* _Source document_:
____________________
Professor Mark Taylor

Professor of Parasitology
Academic

Professor Mark Taylor

Biography

Mark Taylor is Professor of Parasitology, Director of the Centre for Neglected Tropical Diseases, and Director of the A·WOL consortium. He first joined Liverpool School of Tropical Medicine (LSTM) in 1993 and is a former Head of the Department of Tropical Disease Biology. Mark is also a former President of the British Society for Parasitology and received the society’s Wright Medal in 2012. He has led several large multi-disciplinary international research teams in partnership with scientists across low- and middle-income countries, Europe and the US. As Director of the Centre for Neglected Tropical Diseases since 2016, he led LSTM’s role as an implementation partner for the Department for International Development/Foreign, Commonwealth and Development Office/UKAID, supported neglected tropical diseases programmes, strengthened capacity of endemic country laboratories and perfored operational research as Executive Director of COUNTDOWN. Since 2020, the Centre for Neglected Tropical Diseases has expanded to become one of LSTMs Centres of Excellence supporting more than 100 staff and 20 group leaders. Under his leadership the A·WOL consortium developed refined models to screen more than 2 million compounds, delivering thousands of hit compounds. A·WOL created an industry quality screening cascade from scratch using disease-relevant preclinical models established in African laboratories delivering a series of candidate drugs through to human clinical trials for the curative therapy of onchocerciasis and lymphatic filariasis.

In 2023 Mark was awarded the Royal Society for Tropical Medicine & Hygiene/LSTM Hemingway Award, and in 2024 The Royal Society for Chemistry Horizon Award in recognition of the impact of his translational research. He Chaired the Wellcome Trust’s Public Health and Tropical Medicine Interview Committee (2014-2020) and served as a member of the Royal Society’s Future Leaders – African Independent Research Panel (2018-2023).
____________________
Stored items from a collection

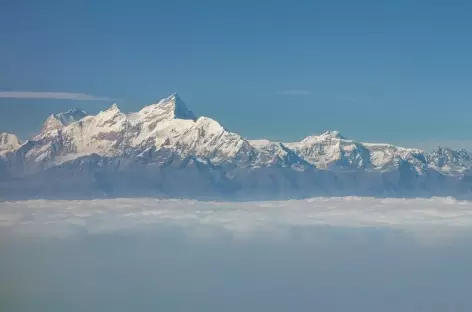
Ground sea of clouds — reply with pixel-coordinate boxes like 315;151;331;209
0;197;472;312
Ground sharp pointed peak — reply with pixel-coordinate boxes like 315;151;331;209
322;130;346;139
0;132;21;150
147;93;197;120
105;103;120;112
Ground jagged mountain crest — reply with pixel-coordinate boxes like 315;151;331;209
0;132;21;151
0;94;472;200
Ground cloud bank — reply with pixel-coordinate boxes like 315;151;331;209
0;197;472;312
0;197;472;237
0;91;113;101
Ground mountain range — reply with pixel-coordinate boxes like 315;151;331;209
0;94;472;200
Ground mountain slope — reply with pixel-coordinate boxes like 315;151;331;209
0;94;472;198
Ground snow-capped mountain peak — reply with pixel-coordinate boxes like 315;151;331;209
54;108;87;126
321;130;346;140
40;108;87;135
0;132;21;152
4;94;472;200
139;93;197;120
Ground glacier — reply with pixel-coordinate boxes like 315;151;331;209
0;94;472;200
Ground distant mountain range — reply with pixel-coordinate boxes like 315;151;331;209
0;94;472;199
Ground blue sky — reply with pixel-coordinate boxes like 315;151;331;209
0;0;472;147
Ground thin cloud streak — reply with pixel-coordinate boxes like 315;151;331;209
0;91;113;101
277;90;311;95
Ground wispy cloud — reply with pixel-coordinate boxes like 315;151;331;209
277;89;312;96
0;91;113;101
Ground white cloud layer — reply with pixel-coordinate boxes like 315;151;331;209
0;91;113;101
0;197;472;237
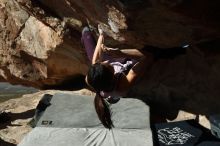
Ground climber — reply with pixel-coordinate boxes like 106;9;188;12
82;27;186;128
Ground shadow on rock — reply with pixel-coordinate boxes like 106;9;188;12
0;109;35;130
0;139;16;146
126;40;220;121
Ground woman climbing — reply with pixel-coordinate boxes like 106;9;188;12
82;27;185;129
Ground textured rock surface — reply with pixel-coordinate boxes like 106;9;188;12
0;0;220;88
0;0;220;145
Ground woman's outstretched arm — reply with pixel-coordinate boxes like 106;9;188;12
101;45;151;61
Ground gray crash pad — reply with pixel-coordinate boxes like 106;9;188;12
18;93;153;146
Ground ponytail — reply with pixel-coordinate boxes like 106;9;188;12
94;93;114;129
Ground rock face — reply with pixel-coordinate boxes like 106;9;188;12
0;0;220;88
0;0;220;121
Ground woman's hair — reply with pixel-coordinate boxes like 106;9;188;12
87;63;114;129
87;63;114;92
94;93;114;129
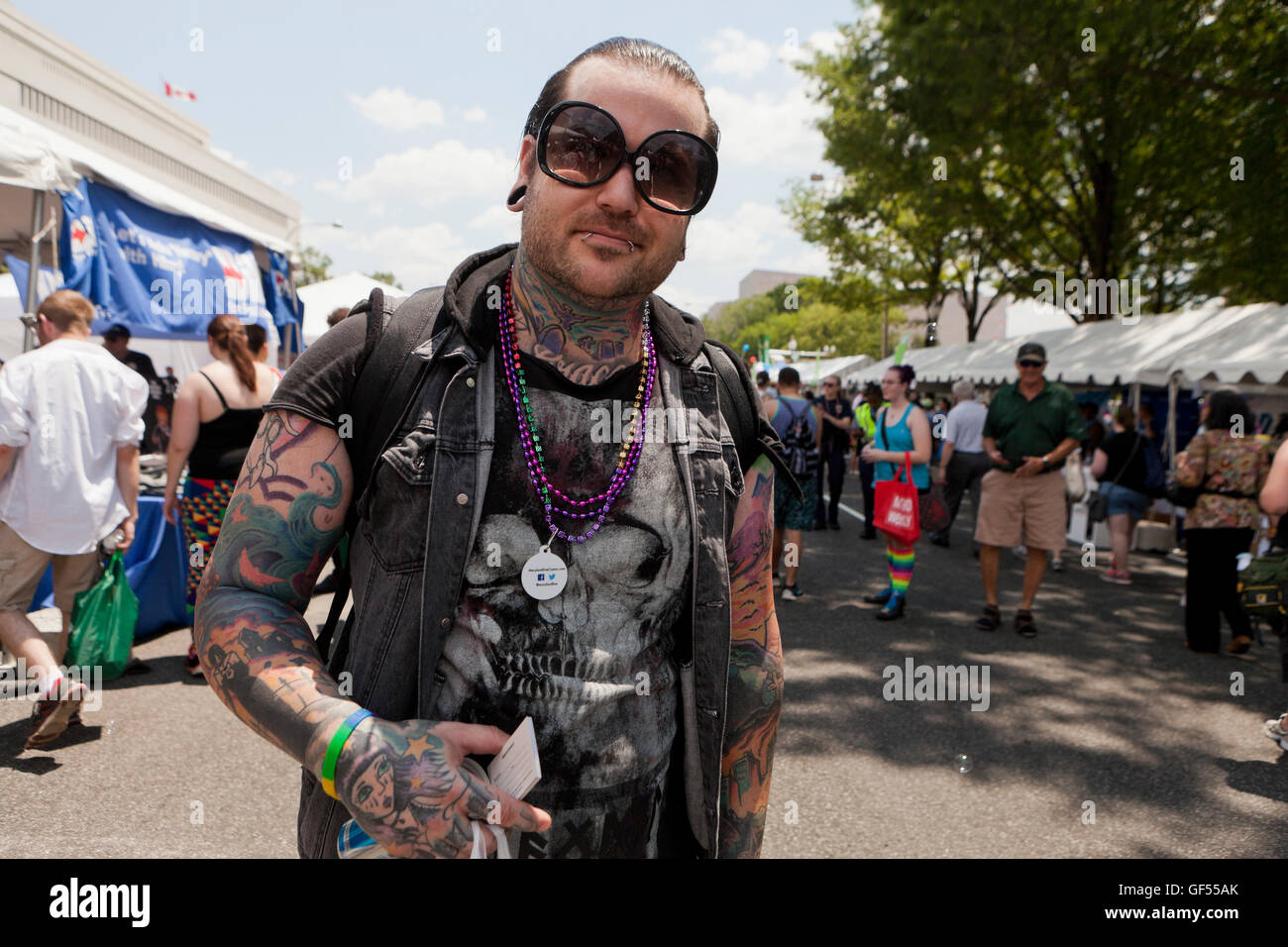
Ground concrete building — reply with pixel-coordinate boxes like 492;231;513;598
0;0;300;263
903;292;1015;346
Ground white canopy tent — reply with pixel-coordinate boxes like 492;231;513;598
0;271;277;381
858;303;1288;466
857;303;1288;386
296;270;411;346
0;108;291;253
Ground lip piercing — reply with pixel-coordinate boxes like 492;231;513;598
581;231;635;253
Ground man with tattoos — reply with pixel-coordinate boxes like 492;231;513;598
194;38;782;858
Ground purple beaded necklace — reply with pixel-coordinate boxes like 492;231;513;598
499;268;657;550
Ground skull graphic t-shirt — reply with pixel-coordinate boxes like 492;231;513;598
434;352;692;858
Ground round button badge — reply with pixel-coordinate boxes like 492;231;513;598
522;546;568;601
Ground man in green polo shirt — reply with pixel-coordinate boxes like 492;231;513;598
975;342;1086;638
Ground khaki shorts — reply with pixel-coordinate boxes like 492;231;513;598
975;471;1069;549
0;523;102;613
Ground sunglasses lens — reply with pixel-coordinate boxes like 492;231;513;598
537;106;716;214
546;106;626;184
635;133;713;211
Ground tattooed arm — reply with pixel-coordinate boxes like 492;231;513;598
718;456;783;858
192;411;550;857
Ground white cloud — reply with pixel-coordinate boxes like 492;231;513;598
467;204;522;244
780;28;849;65
314;139;514;213
210;146;250;171
309;223;483;292
702;27;774;78
345;86;443;132
677;201;793;274
707;82;825;174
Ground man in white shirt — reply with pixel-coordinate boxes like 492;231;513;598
0;290;149;749
930;378;991;556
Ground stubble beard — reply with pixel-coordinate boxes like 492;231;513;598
519;188;679;310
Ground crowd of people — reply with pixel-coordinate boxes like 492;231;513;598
0;290;280;749
0;290;1288;746
757;343;1288;749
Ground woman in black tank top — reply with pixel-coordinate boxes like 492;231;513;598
164;316;275;676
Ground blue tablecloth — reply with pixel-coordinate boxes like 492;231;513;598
29;496;188;639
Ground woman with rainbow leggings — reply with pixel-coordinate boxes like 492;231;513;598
863;365;931;621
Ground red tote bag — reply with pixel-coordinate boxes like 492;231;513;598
875;451;921;546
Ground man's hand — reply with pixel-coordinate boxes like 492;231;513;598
1015;458;1047;476
335;720;550;858
116;517;136;556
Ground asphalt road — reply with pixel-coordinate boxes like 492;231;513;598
0;478;1288;858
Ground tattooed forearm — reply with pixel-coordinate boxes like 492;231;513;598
718;458;783;858
512;248;643;385
192;411;355;772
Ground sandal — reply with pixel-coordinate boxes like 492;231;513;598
1015;608;1038;638
975;605;1002;631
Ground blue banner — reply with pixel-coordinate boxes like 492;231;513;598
265;250;304;347
59;180;292;339
4;254;63;312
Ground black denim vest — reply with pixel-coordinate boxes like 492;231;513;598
297;244;743;858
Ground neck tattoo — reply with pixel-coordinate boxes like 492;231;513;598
498;273;657;599
511;248;643;385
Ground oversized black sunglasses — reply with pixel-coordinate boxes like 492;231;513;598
536;102;718;215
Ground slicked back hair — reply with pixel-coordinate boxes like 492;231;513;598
523;36;720;151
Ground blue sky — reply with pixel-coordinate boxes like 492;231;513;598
16;0;860;314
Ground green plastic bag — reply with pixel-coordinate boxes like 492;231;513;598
63;550;139;681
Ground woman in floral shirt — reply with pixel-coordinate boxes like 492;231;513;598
1176;388;1270;655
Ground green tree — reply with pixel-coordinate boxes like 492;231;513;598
705;278;903;359
789;0;1288;326
295;246;331;286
____________________
According to the biography, in what year did Mark Taylor first join Liverpool School of Tropical Medicine?

1993